• **Passage**
▼

The Diving Bell and the Butterfly
Directed by Julian Schnabel
Written by Ronald Harwood, based on the memoir by Jean-Dominique Bauby
Starring: Mathieu Amalric, Max von Sydow and Marie-Josée Croze
****
Stanley Kubrick said that books that were generally not considered cinematic often made the best films because they left the directors free to imagine. That's certainly the case with The Diving Bell and the Butterfly, painter-filmmaker Julian Schnabel's strikingly original adaptation of the memoir (of the same name) by Jean-Dominique Bauby.
Schnabel's previous films, Basquiat and Before Night Falls, are biographies of artists finding their humanity in the midst of torment and The Diving Bell and the Butterfly continues this theme. Bauby, then the 43-year-old editor of French Elle, was paralyzed by a massive stroke in 1995. Left only with the ability to blink his left eyelid, he managed to signal the letters of the alphabet one at a time to an assistant, and wrote the book from a chronic care nursing home. The name for his condition – the English phrase is used by French neurologists as well – is “locked-in syndrome.”

▲

• **Given data**
▼

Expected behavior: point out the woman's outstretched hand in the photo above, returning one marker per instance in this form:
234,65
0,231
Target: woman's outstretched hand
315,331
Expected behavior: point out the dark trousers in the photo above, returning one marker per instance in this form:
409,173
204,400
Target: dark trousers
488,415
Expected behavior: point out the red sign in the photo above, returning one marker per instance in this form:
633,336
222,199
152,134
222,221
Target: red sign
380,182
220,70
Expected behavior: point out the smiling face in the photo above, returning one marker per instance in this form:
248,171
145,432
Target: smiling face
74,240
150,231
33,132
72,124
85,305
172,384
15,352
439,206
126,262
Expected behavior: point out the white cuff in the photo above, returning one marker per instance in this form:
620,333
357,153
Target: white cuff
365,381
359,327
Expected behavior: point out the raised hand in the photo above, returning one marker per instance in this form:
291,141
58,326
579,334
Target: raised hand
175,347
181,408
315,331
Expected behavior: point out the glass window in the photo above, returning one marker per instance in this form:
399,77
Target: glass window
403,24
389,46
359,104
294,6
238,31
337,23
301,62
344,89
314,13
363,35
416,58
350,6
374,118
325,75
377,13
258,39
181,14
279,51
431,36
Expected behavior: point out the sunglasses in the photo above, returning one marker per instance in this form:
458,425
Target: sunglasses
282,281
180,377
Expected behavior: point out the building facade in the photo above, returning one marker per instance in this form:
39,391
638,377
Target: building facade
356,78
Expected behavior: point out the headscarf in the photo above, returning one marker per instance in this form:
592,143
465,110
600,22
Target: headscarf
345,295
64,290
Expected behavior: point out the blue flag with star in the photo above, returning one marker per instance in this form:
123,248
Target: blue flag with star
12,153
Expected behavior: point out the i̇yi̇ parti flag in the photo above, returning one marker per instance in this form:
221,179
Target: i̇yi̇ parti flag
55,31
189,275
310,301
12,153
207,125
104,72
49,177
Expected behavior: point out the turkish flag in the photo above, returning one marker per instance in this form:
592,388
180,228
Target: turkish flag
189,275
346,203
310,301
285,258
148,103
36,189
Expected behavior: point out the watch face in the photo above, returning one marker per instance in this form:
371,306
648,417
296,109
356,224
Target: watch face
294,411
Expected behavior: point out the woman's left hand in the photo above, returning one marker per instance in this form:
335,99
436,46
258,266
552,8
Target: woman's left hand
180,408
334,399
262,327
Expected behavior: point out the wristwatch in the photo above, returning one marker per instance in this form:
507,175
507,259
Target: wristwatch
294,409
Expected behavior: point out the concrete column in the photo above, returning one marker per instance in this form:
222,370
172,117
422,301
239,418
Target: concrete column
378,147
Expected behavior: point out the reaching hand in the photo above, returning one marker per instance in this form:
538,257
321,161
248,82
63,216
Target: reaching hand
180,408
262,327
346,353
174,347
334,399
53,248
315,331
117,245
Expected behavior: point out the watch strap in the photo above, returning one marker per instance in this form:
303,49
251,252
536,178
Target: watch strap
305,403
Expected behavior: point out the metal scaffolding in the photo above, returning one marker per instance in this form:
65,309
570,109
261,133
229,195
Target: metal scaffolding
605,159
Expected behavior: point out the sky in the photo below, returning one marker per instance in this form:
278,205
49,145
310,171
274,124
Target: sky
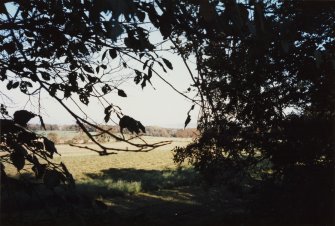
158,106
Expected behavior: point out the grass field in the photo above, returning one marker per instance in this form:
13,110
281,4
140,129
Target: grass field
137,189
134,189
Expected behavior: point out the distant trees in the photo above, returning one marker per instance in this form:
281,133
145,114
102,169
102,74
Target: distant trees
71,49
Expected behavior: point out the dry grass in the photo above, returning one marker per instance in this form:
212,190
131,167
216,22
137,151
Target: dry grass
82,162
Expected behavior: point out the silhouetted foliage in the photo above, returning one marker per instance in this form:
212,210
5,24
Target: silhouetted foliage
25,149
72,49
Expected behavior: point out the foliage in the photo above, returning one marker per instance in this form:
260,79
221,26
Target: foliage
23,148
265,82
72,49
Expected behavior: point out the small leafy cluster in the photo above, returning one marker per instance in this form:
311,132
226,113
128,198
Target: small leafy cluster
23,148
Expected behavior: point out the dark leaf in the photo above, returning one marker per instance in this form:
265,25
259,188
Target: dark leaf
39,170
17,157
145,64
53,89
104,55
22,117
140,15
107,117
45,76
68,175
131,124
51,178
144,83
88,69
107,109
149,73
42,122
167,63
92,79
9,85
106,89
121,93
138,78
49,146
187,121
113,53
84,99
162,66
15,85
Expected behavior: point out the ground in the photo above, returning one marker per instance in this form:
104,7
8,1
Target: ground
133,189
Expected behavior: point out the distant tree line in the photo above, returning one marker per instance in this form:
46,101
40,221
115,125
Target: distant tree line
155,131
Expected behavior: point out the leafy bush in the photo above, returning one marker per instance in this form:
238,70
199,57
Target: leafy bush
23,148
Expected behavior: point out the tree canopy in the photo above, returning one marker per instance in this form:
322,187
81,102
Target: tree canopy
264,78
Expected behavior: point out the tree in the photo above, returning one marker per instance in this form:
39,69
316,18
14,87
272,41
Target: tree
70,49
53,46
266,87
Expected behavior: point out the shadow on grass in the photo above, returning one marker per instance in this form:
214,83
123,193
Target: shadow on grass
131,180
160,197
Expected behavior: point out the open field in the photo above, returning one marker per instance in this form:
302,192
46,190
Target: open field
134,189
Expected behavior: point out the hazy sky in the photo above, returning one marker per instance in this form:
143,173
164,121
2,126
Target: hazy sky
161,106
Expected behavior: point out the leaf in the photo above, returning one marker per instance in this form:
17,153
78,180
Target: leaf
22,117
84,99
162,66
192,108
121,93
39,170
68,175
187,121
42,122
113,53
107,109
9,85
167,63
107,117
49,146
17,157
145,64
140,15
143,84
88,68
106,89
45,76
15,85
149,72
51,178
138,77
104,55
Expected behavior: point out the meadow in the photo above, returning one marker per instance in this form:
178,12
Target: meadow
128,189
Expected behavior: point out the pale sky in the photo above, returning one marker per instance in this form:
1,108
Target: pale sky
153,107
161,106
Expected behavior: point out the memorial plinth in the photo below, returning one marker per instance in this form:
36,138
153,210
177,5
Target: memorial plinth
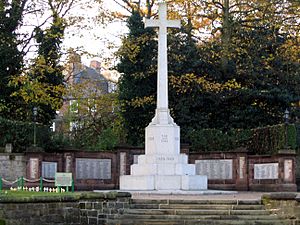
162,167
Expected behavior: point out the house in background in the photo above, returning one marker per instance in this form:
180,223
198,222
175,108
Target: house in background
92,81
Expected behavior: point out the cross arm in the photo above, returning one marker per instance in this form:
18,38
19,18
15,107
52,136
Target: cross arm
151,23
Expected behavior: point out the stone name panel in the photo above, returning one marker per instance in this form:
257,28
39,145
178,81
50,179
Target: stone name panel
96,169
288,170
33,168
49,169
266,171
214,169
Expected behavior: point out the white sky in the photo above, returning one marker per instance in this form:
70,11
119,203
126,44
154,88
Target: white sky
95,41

▲

• **Actions to take**
[A] Answer these questions about the film review:
(i) Who wrote the screenplay?
(ii) Which two earlier films by Julian Schnabel does the review name?
(iii) After his stroke, what was Jean-Dominique Bauby still able to do?
[B] Carry on the review of The Diving Bell and the Butterfly from where it stops.
The entries are unrelated to the film review.

• **Solved problems**
[A]
(i) Ronald Harwood
(ii) Basquiat and Before Night Falls
(iii) Blink his left eyelid

[B]
By now, there is a kind of locked-in mini film genre, including My Left Foot and The Sea Inside, but extending that form to other medical dramas about a hero/victim patient can reduce you to a puddle of tears or a ball of resentment at its emotional manipulation.
Schnabel's approach is exactly the opposite of reductive. Working with Steven Spielberg's favourite cinematographer, Janusz Kaminski, he employs an array of lenses, styles and lighting in a technical tour-de-force to convey not only the physical limitations, but also the wide range of Bauby's consciousness.
Written by Ronald Harwood ( The Pianist), and then translated into French, the movie is set in the grimness of Bauby's day-to-day life hospital life (shot in the real hospital where Bauby was confined). Immobile, breathing through a tube in his throat, Bauby feels like a deep-sea diver with no hope of surfacing. At the same time, the movie is about his imagination, the butterfly of the title, which travels freely across time and space, calling on his memory of sensations.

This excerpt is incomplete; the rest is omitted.